● Stated goal 1
Count the lines in the listing that contain the word "belt". Give only the number.

● Document
╭──

Superintendent of Seminole Removal
- In office July 8, 1834 – December 28, 1835

Member of the United States House of Representatives from Georgia
- In office March 4, 1821 – March 3, 1833

Member of the Georgia State Senate
- In office 1817–1819

Personal details
- Born: September 23, 1781 Amelia County, Virginia, United States
- Died: December 28, 1835 (aged 54) Fort King, Florida, United States
- Resting place: Elberton, Georgia, United States
- Party: Democratic
- Spouse: Elizabeth Thompson

Military service
- Allegiance: United States
- Branch/service: Georgia Militia
- Years of service: 1812-1824
- Rank: Major General
- Battles/wars: War of 1812 Red Stick War; ; Second Seminole War †;

= Wiley Thompson =

American politician

Wiley Thompson (September 23, 1781 – December 28, 1835) was a United States representative from Georgia.

╰──

● Stated goal 2
List every war or battle named in the Wiley Thompson profile above.

● Data excerpts

╭──

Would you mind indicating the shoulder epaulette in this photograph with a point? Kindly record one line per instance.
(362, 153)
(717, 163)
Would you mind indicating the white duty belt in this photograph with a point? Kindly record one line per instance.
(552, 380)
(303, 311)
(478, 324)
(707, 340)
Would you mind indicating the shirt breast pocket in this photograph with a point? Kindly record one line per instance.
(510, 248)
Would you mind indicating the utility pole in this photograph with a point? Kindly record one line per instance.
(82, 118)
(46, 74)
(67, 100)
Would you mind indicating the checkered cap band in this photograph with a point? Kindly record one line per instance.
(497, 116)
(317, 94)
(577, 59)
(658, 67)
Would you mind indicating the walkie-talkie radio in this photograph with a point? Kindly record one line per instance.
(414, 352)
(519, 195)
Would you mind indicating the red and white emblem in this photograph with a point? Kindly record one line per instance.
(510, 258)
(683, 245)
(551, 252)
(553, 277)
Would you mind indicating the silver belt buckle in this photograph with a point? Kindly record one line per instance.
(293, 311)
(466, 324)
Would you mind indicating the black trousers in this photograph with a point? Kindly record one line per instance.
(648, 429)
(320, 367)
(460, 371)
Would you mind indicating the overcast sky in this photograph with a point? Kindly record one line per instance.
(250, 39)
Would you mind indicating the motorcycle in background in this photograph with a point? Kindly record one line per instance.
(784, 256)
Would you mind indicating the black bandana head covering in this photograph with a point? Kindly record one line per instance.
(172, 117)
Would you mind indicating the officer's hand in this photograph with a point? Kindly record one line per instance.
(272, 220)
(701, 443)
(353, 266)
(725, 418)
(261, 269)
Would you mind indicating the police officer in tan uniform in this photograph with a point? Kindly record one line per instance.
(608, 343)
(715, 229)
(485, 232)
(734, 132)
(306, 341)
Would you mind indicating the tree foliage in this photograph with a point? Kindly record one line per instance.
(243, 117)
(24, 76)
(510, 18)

╰──

● Exercise response 1
2

● Exercise response 2
War of 1812
Red Stick War
Second Seminole War